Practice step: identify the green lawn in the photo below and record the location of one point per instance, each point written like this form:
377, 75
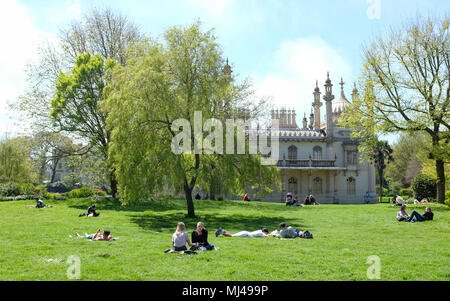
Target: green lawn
35, 243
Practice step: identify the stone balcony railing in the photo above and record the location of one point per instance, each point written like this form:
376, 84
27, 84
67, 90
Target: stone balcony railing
312, 163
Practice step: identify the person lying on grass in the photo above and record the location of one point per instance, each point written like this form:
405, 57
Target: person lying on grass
39, 204
416, 217
258, 233
287, 232
91, 212
105, 235
200, 238
180, 238
402, 215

━━━━

#### [DESCRIPTION OF THE TASK]
Copy all of the entries verbatim, leaving out any pictures they contain.

#### [EXERCISE RESULT]
Practice step: identify the green lawn in the photo below and record the location of one point per instance, each point written like this form:
377, 75
Target: green lawn
35, 243
Practice step: identify the stone balcony railing in the photo above and record the location of one point per instance, each point written like this form:
376, 84
27, 84
67, 90
Target: stone balcony railing
312, 163
Practice step: identify the person lying on grass in the photo above and record the location of one point per instance, each point written like this form:
405, 57
Target: person lying on grass
39, 204
416, 217
258, 233
287, 232
91, 212
105, 235
200, 238
180, 238
402, 215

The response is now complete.